# 問題の内容
本文を「1990年代前半期においてス」のところから書き始め、「比較的大きめな規模の店舗にある家電コーナーのみの取り扱いであったと思われる。」まで写してください。そのとき「家電コーナー」を「家電売り場」に置き換えてください。

CX-F500
COLTINA CX-F500


1990年代前半期においてスーパー最大手?のダイエーが業界に先駆けて展開したPB(自店の独自ブランド)戦略の中、
日用雑貨用品関係を担うブランドとして誕生したのがCOLTINA(コルティナ)ブランドだ。
このコルティナに限らず、その他ブランドの数々も基本的に日頃取引している仕入れ先の相手メーカーと共同開発し、
極力製造メーカーの名前は伏せたり、自店販売専用モデルとすることで流通価格のロスを抑え、比較的手頃な価格で
消費者に提供していこう・・・といった目的の自社ブランド戦略である。

今回取り上げているCDダブルラジカセ・CX-F500であるが、商品カテゴリーとしては家電製品となるので、同店でも
比較的大きめな規模の店舗にある家電コーナーのみの取り扱いであったと思われる。

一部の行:

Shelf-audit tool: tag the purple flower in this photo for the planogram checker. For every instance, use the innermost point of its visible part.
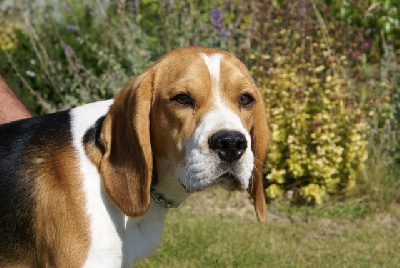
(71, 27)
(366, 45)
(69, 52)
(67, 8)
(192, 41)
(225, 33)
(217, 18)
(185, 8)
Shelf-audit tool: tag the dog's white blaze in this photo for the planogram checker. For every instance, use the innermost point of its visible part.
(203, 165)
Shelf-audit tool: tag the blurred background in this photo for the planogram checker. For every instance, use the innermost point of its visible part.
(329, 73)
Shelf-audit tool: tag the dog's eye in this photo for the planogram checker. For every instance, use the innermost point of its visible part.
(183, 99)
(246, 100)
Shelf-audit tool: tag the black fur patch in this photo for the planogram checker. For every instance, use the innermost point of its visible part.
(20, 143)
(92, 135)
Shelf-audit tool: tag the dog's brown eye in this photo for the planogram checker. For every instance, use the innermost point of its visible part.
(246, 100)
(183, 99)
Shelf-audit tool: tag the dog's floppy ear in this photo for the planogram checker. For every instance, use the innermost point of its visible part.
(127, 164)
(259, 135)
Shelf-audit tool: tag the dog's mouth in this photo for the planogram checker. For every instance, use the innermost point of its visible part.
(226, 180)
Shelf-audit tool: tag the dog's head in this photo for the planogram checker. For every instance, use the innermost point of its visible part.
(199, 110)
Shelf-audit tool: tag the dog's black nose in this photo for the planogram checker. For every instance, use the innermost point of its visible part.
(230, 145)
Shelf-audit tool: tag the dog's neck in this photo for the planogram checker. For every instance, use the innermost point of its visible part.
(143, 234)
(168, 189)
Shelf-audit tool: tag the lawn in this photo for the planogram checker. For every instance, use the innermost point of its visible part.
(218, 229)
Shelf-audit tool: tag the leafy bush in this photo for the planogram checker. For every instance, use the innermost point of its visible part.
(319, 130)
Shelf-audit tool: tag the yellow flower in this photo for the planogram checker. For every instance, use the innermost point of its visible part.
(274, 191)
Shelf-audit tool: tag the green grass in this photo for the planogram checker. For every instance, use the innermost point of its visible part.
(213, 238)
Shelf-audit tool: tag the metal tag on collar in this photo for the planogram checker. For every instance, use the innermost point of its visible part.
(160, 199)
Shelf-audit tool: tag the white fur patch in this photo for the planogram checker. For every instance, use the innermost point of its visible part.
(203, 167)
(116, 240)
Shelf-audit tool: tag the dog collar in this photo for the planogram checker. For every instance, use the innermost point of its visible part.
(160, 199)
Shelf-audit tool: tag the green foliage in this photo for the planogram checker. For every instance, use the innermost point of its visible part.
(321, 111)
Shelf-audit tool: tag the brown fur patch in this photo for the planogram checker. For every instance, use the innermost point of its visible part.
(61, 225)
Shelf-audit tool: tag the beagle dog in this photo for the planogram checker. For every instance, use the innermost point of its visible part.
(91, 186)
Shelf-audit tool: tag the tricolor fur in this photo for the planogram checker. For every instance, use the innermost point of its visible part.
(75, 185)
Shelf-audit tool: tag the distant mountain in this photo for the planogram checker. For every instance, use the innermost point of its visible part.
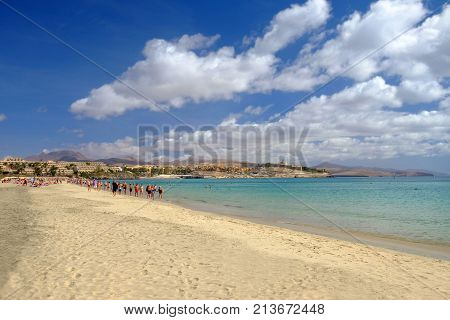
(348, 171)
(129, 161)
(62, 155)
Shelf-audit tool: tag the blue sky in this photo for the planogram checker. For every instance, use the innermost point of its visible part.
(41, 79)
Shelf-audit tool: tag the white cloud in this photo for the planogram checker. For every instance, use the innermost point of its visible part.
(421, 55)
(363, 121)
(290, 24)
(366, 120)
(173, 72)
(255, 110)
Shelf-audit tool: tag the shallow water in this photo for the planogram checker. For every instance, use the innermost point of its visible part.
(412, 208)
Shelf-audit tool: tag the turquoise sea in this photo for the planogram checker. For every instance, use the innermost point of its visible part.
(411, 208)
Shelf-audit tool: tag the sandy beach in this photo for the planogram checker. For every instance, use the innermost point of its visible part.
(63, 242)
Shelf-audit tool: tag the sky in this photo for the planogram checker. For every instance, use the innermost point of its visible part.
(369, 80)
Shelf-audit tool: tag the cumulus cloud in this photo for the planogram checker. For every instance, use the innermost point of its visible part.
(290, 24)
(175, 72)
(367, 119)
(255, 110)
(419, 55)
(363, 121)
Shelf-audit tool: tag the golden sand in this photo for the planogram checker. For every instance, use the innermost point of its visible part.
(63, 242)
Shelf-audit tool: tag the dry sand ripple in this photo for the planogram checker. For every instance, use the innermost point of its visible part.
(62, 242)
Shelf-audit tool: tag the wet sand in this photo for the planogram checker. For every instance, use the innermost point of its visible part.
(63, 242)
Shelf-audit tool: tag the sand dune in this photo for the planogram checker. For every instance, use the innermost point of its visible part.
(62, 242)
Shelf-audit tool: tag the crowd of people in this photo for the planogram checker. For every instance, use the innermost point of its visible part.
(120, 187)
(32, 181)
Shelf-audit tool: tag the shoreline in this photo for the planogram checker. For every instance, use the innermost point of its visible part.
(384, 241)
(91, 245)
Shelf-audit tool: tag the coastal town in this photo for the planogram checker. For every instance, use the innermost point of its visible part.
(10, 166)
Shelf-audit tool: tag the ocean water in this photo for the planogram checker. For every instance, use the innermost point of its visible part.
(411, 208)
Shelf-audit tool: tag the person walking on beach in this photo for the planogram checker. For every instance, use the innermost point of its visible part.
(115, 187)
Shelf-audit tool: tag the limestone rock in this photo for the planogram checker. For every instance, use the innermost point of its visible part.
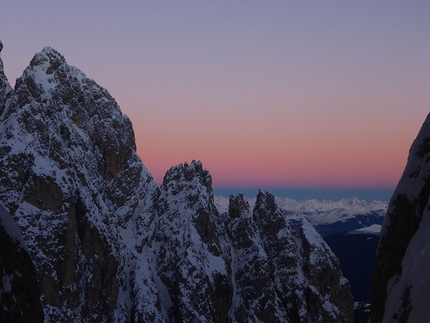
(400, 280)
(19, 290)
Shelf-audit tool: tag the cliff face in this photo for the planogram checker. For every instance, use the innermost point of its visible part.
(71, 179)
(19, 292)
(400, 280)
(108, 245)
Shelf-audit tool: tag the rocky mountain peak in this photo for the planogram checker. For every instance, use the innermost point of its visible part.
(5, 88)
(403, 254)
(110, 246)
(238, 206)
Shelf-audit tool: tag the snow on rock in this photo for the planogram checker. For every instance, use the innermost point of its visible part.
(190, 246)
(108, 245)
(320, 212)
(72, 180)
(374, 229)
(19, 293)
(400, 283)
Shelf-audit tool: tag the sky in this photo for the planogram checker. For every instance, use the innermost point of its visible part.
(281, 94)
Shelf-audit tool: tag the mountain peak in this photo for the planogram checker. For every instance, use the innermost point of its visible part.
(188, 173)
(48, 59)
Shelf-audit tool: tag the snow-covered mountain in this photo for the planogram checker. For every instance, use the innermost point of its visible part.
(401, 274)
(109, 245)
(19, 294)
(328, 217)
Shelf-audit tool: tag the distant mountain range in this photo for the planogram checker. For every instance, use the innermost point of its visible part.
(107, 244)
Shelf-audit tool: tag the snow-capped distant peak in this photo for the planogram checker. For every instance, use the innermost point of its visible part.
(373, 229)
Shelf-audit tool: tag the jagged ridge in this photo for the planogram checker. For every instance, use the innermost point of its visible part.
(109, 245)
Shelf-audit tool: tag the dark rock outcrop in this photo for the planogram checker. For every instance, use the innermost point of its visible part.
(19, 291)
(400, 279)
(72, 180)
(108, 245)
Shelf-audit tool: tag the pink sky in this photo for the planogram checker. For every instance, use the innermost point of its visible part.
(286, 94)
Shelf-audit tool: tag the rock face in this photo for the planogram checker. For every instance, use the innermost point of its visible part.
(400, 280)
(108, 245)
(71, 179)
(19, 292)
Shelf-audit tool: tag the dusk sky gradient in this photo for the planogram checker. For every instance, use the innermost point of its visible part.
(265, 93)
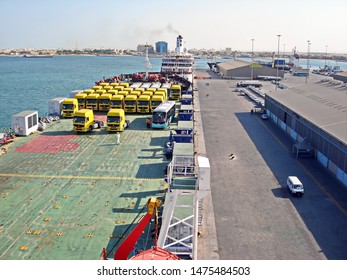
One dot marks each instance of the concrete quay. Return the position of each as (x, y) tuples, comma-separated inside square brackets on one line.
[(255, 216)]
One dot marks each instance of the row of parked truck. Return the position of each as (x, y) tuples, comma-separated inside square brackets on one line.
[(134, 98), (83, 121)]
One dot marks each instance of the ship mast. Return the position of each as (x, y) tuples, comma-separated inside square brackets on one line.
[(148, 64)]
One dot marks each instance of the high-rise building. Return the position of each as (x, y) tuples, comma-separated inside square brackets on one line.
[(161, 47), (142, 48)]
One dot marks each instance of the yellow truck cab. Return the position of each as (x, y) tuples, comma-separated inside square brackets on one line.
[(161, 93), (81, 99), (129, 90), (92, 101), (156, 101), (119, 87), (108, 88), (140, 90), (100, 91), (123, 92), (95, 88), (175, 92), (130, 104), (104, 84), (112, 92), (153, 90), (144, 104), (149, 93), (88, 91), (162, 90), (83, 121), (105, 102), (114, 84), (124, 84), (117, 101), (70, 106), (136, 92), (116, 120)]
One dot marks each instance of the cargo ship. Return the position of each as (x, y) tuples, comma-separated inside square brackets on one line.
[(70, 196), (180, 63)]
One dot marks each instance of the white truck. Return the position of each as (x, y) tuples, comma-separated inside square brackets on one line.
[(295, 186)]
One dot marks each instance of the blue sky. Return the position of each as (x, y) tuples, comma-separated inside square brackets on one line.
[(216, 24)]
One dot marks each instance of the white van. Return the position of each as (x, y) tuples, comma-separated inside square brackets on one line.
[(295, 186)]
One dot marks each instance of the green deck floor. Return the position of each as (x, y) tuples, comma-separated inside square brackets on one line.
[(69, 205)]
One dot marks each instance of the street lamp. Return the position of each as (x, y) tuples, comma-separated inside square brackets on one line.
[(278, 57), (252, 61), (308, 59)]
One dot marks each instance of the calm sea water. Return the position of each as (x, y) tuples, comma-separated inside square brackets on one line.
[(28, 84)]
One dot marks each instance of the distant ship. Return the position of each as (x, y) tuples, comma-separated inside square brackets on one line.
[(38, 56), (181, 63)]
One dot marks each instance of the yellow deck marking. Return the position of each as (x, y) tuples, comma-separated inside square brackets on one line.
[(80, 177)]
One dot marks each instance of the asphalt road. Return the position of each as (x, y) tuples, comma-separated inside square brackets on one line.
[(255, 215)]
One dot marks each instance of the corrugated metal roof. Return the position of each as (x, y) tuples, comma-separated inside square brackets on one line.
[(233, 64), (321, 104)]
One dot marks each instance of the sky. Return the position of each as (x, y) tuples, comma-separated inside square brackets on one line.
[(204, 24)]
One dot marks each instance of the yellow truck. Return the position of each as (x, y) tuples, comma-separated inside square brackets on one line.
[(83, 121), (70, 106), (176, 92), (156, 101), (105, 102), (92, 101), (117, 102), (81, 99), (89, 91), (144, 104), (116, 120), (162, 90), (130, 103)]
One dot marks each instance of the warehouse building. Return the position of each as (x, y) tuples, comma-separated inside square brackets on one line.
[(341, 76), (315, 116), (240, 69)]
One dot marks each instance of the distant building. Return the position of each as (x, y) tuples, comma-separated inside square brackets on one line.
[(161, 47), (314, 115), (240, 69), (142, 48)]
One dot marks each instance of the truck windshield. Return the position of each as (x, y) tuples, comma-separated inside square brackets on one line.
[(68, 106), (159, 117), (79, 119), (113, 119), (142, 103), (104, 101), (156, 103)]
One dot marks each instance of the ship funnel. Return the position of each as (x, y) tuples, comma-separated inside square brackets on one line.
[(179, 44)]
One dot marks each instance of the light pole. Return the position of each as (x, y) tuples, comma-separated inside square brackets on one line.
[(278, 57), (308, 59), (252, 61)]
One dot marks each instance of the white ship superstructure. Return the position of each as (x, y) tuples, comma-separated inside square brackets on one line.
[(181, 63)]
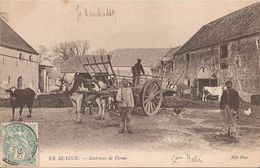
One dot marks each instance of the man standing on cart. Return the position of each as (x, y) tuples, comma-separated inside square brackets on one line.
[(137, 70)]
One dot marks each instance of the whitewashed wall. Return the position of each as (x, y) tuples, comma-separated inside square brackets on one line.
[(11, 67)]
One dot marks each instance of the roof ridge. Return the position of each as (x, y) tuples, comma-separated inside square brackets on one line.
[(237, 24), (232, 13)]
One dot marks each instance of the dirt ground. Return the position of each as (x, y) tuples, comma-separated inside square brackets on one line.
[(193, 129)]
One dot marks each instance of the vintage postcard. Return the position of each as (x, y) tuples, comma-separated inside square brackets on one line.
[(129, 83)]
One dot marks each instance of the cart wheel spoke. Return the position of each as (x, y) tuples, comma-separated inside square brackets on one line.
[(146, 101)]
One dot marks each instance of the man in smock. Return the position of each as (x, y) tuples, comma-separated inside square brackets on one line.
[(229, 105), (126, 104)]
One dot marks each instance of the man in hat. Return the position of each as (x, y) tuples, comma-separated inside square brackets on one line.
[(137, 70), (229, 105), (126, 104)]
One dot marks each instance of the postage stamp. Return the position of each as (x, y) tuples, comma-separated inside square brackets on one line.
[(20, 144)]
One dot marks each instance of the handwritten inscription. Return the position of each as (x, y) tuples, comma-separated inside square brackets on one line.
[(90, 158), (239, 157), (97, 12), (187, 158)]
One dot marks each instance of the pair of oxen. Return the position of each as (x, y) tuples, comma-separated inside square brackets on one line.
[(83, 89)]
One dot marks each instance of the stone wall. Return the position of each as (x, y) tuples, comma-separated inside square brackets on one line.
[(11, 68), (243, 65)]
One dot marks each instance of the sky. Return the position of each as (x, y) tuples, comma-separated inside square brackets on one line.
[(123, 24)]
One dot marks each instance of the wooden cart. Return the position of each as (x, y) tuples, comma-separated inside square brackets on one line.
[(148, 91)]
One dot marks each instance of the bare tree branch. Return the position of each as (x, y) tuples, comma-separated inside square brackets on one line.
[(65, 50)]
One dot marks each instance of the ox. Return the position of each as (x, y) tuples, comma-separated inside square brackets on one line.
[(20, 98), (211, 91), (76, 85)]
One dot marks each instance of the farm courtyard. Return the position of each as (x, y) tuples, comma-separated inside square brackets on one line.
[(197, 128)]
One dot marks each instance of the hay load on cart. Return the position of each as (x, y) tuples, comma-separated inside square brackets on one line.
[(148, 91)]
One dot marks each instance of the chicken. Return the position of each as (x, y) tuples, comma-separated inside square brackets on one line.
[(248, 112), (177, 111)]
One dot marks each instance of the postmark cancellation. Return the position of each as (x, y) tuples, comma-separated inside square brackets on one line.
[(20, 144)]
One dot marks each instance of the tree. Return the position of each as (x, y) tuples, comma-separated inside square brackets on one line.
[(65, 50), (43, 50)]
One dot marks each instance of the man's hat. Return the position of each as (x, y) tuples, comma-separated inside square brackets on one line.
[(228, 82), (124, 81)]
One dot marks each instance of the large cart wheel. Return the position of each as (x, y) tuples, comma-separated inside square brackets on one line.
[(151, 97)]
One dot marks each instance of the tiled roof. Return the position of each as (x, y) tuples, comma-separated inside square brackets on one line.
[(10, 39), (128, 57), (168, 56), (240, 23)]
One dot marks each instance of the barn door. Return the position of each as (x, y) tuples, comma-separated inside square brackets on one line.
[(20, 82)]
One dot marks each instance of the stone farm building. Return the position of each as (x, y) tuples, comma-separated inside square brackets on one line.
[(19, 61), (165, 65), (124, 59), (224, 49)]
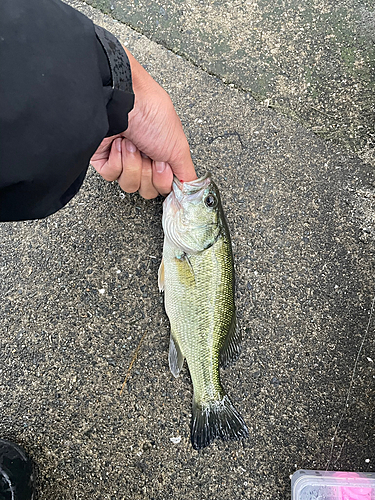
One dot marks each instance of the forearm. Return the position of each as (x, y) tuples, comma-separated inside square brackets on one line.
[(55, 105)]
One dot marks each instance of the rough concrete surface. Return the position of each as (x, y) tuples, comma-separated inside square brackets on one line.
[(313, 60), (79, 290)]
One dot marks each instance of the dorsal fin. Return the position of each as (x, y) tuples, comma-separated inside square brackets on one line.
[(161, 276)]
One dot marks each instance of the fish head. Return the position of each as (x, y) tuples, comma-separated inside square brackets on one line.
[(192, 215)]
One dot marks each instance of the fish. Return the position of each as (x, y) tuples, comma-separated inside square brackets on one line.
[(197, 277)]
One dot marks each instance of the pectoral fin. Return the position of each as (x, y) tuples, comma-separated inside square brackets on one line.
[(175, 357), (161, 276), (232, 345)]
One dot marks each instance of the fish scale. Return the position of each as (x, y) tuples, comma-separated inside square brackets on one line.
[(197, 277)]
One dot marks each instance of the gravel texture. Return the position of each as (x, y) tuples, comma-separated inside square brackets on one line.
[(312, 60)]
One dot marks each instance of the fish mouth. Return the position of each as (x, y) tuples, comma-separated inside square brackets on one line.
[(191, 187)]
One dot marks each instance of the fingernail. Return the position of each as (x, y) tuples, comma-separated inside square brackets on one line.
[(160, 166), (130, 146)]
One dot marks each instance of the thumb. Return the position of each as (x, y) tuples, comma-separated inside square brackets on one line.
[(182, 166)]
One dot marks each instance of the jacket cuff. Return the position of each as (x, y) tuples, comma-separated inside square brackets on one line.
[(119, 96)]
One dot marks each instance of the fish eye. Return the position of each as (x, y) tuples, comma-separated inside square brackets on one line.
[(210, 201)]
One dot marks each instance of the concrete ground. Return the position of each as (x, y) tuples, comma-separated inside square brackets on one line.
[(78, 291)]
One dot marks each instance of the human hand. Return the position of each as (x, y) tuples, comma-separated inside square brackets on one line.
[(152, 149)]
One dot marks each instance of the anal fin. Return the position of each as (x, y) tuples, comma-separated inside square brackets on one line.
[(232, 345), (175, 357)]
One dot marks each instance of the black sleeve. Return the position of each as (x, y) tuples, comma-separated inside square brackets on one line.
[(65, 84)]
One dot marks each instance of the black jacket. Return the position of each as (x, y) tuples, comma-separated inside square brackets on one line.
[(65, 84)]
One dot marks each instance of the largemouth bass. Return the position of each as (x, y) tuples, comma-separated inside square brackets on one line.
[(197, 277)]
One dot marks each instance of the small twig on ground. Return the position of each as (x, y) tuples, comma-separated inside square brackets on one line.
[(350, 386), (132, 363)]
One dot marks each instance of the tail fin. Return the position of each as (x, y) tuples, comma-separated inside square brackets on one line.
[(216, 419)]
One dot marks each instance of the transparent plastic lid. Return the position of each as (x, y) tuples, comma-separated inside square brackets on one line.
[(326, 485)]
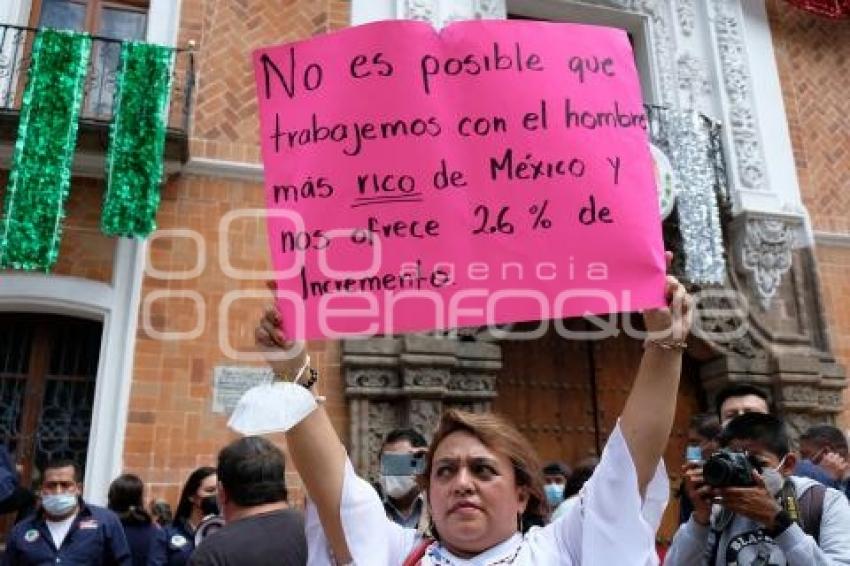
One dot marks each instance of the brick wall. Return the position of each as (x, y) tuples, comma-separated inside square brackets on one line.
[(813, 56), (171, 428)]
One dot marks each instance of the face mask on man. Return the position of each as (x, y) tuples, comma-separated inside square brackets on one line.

# この問題の答え
1990年代前半期においてスーパー最大手?のダイエーが業界に先駆けて展開したPB(自店の独自ブランド)戦略の中、
日用雑貨用品関係を担うブランドとして誕生したのがCOLTINA(コルティナ)ブランドだ。
このコルティナに限らず、その他ブランドの数々も基本的に日頃取引している仕入れ先の相手メーカーと共同開発し、
極力製造メーカーの名前は伏せたり、自店販売専用モデルとすることで流通価格のロスを抑え、比較的手頃な価格で
消費者に提供していこう・・・といった目的の自社ブランド戦略である。

今回取り上げているCDダブルラジカセ・CX-F500であるが、商品カテゴリーとしては家電製品となるので、同店でも
比較的大きめな規模の店舗にある家電売り場のみの取り扱いであったと思われる。